Duplicate the lines of every entry below word for word, leaving out the pictures.

Image annotation data

----

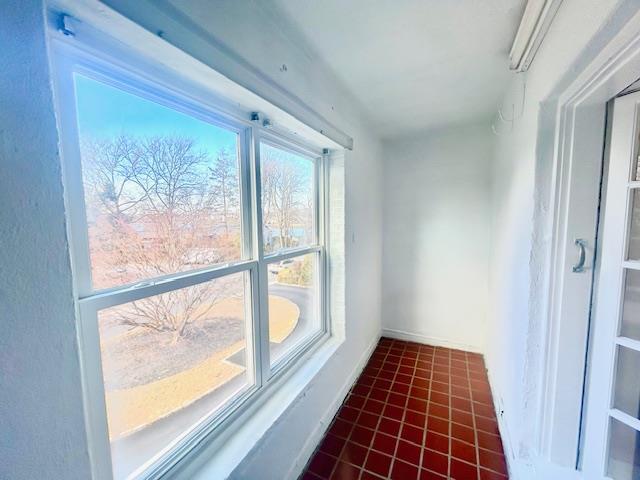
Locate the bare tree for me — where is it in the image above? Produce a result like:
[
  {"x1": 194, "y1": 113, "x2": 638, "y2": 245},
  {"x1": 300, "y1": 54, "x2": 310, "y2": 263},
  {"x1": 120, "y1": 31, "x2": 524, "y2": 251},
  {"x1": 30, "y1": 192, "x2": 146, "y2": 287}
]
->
[
  {"x1": 261, "y1": 150, "x2": 313, "y2": 248},
  {"x1": 83, "y1": 136, "x2": 218, "y2": 340},
  {"x1": 209, "y1": 147, "x2": 240, "y2": 235}
]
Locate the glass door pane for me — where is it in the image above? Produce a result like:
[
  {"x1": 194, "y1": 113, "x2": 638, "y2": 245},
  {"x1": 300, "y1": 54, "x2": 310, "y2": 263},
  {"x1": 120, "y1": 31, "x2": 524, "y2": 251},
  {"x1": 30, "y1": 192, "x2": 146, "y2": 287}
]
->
[{"x1": 607, "y1": 418, "x2": 640, "y2": 480}]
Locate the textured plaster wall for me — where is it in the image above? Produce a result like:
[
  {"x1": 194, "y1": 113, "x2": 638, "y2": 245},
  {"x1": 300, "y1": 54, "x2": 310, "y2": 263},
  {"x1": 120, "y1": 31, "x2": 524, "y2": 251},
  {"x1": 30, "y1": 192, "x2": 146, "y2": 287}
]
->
[
  {"x1": 382, "y1": 123, "x2": 494, "y2": 351},
  {"x1": 486, "y1": 0, "x2": 637, "y2": 478},
  {"x1": 11, "y1": 0, "x2": 382, "y2": 480},
  {"x1": 0, "y1": 0, "x2": 90, "y2": 480}
]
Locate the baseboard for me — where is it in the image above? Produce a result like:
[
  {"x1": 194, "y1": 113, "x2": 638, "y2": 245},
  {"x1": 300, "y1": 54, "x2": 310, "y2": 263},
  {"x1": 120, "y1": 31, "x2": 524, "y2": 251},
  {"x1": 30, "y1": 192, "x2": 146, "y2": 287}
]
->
[
  {"x1": 287, "y1": 336, "x2": 380, "y2": 480},
  {"x1": 382, "y1": 328, "x2": 483, "y2": 353}
]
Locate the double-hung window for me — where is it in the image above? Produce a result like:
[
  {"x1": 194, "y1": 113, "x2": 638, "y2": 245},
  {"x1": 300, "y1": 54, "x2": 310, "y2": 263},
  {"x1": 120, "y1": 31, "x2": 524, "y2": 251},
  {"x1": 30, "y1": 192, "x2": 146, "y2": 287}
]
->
[{"x1": 55, "y1": 34, "x2": 328, "y2": 478}]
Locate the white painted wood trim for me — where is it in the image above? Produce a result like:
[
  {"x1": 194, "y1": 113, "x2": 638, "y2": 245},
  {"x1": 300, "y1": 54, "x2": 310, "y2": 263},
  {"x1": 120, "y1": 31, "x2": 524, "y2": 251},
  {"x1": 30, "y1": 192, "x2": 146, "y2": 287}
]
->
[
  {"x1": 286, "y1": 336, "x2": 380, "y2": 480},
  {"x1": 382, "y1": 328, "x2": 484, "y2": 353},
  {"x1": 528, "y1": 2, "x2": 640, "y2": 471}
]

----

- **Full solution**:
Locate the bare tree for me — where is it in the image above? Produce a result like:
[
  {"x1": 194, "y1": 113, "x2": 638, "y2": 245},
  {"x1": 300, "y1": 54, "x2": 310, "y2": 263},
  {"x1": 120, "y1": 31, "x2": 524, "y2": 251},
  {"x1": 30, "y1": 192, "x2": 146, "y2": 287}
]
->
[
  {"x1": 261, "y1": 150, "x2": 313, "y2": 248},
  {"x1": 83, "y1": 136, "x2": 218, "y2": 340},
  {"x1": 209, "y1": 147, "x2": 240, "y2": 235}
]
Locate the glass door pane for me — where is it in the image above? Produce a result like:
[
  {"x1": 194, "y1": 113, "x2": 638, "y2": 245},
  {"x1": 300, "y1": 54, "x2": 310, "y2": 263},
  {"x1": 120, "y1": 31, "x2": 524, "y2": 251},
  {"x1": 30, "y1": 192, "x2": 146, "y2": 287}
]
->
[{"x1": 607, "y1": 418, "x2": 640, "y2": 480}]
Locate the textured plaster wall for me — where is it in the image above? Produce a result like:
[
  {"x1": 194, "y1": 113, "x2": 638, "y2": 245},
  {"x1": 300, "y1": 54, "x2": 310, "y2": 263},
  {"x1": 120, "y1": 31, "x2": 524, "y2": 251},
  {"x1": 30, "y1": 192, "x2": 146, "y2": 287}
]
->
[
  {"x1": 382, "y1": 123, "x2": 494, "y2": 351},
  {"x1": 486, "y1": 0, "x2": 637, "y2": 478},
  {"x1": 11, "y1": 0, "x2": 382, "y2": 480},
  {"x1": 0, "y1": 0, "x2": 90, "y2": 480}
]
Locate the baseboard for me — where is it in the image above? Produce a result like:
[
  {"x1": 194, "y1": 113, "x2": 638, "y2": 245},
  {"x1": 300, "y1": 54, "x2": 310, "y2": 263},
  {"x1": 120, "y1": 31, "x2": 524, "y2": 251},
  {"x1": 30, "y1": 192, "x2": 146, "y2": 287}
]
->
[
  {"x1": 287, "y1": 336, "x2": 380, "y2": 480},
  {"x1": 382, "y1": 328, "x2": 483, "y2": 353}
]
Locate the double-hung window for me — where is it in the image above? Produce a result like:
[
  {"x1": 194, "y1": 113, "x2": 638, "y2": 245},
  {"x1": 300, "y1": 54, "x2": 310, "y2": 263},
  {"x1": 120, "y1": 31, "x2": 524, "y2": 251},
  {"x1": 30, "y1": 192, "x2": 146, "y2": 287}
]
->
[{"x1": 55, "y1": 34, "x2": 328, "y2": 478}]
Locate the white painted wood trim for me — where is it in the image above? Produce a result like:
[
  {"x1": 194, "y1": 113, "x2": 638, "y2": 245},
  {"x1": 300, "y1": 54, "x2": 310, "y2": 263},
  {"x1": 120, "y1": 31, "x2": 524, "y2": 251},
  {"x1": 30, "y1": 192, "x2": 146, "y2": 287}
]
->
[
  {"x1": 286, "y1": 336, "x2": 380, "y2": 480},
  {"x1": 382, "y1": 328, "x2": 484, "y2": 353},
  {"x1": 528, "y1": 2, "x2": 640, "y2": 471}
]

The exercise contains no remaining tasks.